**Aim of the task**. Reproduce the following entries verbatim, each one complete.

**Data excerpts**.
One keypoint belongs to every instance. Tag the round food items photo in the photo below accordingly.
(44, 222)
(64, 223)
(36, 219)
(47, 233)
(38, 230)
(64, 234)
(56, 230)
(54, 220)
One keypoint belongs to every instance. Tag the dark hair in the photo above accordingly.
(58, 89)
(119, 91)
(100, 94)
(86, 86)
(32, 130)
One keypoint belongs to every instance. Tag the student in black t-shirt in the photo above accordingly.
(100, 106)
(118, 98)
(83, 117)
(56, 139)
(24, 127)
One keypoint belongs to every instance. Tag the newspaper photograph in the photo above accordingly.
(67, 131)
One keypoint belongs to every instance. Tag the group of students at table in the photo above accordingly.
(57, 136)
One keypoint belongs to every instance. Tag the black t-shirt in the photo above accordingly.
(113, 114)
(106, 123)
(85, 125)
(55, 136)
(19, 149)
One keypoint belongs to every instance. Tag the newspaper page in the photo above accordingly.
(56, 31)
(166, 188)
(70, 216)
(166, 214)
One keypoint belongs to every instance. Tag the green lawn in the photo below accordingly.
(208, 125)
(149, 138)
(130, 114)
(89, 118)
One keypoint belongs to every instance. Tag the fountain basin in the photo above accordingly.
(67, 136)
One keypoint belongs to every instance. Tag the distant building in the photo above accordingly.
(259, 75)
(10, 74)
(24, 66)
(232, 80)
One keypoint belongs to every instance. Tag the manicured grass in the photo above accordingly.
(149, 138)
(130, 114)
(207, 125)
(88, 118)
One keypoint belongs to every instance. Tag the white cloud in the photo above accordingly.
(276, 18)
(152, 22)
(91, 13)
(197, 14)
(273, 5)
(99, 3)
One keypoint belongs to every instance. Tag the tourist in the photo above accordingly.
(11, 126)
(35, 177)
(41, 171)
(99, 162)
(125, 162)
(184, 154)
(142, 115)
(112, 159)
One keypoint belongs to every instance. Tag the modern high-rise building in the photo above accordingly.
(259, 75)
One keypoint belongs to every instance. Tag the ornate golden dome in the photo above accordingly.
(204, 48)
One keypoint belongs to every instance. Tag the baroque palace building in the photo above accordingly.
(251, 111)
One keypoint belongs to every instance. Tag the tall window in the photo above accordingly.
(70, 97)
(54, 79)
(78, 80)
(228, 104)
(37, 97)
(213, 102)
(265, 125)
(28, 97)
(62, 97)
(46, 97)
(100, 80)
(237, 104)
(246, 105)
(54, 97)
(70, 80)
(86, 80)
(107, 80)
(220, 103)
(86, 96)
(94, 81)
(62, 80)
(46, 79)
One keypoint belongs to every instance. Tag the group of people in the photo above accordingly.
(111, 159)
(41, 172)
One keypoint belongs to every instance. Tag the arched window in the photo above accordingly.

**Response to this exercise**.
One keypoint belongs to every instance. Tag the round food items photo in the photo below accordingly.
(44, 222)
(64, 223)
(36, 219)
(47, 233)
(38, 230)
(64, 234)
(56, 230)
(54, 220)
One keypoint belongs to every instance. Tag the dark hair in the photo above accordingly.
(58, 89)
(119, 91)
(100, 94)
(86, 86)
(32, 130)
One keypoint belongs to every instance. Tag the student in black t-shirt in the photo above accordingly.
(100, 106)
(118, 98)
(83, 117)
(56, 139)
(24, 127)
One keypoint belongs to every instance. Tag the newspaper photograph in the photo above accordingly.
(67, 131)
One keypoint belongs to every instance. Tag the group of students at table in the photo above accordingly.
(57, 136)
One keypoint belongs to every instance. Tag the black t-shirt in the photo above accordingly.
(113, 114)
(106, 123)
(85, 125)
(55, 136)
(19, 149)
One keypoint belongs to every instance. Tag the newspaper page in the photo above accordingly.
(56, 31)
(166, 188)
(70, 216)
(166, 214)
One keypoint belongs to every instance. Tag the green lawn in the photo below accordingly.
(208, 125)
(149, 138)
(130, 114)
(89, 118)
One keypoint belongs to every instance. Tag the fountain basin in the photo above accordingly.
(67, 136)
One keypoint belongs to every instance. Tag the distant building in the photo above accordingly.
(259, 75)
(10, 74)
(24, 66)
(232, 80)
One keypoint belongs to every instance. Tag the manicured grass in the photo above accordingly.
(149, 138)
(130, 114)
(207, 125)
(88, 118)
One keypoint belongs to every instance. Tag the white cloud in the photo above accordingly.
(276, 18)
(152, 22)
(91, 13)
(197, 14)
(273, 5)
(99, 3)
One keypoint belongs to every instance. Tag the tourist in the photo above accordingly.
(11, 126)
(35, 177)
(41, 171)
(99, 162)
(125, 162)
(184, 154)
(142, 115)
(112, 159)
One keypoint belongs to every instance. Tag the modern high-rise building in the photo above accordingly.
(259, 75)
One keypoint belongs to every instance. Tag the ornate golden dome in the photo above accordingly.
(204, 48)
One keypoint belongs to every instance. Tag the baroque palace building in the photo above accordingly.
(251, 111)
One keypoint belongs to every instance. Tag the tall window in the photo above accordingly.
(70, 97)
(54, 79)
(78, 80)
(228, 104)
(37, 97)
(213, 102)
(265, 125)
(28, 97)
(62, 97)
(46, 97)
(100, 80)
(237, 104)
(246, 105)
(54, 97)
(70, 80)
(86, 80)
(107, 80)
(220, 103)
(86, 96)
(94, 81)
(62, 80)
(46, 79)
One keypoint belongs to every instance. Tag the group of people in the photo above accordingly.
(111, 159)
(41, 172)
One keypoint belongs to every instance. Tag the arched window in the photo above accordingly.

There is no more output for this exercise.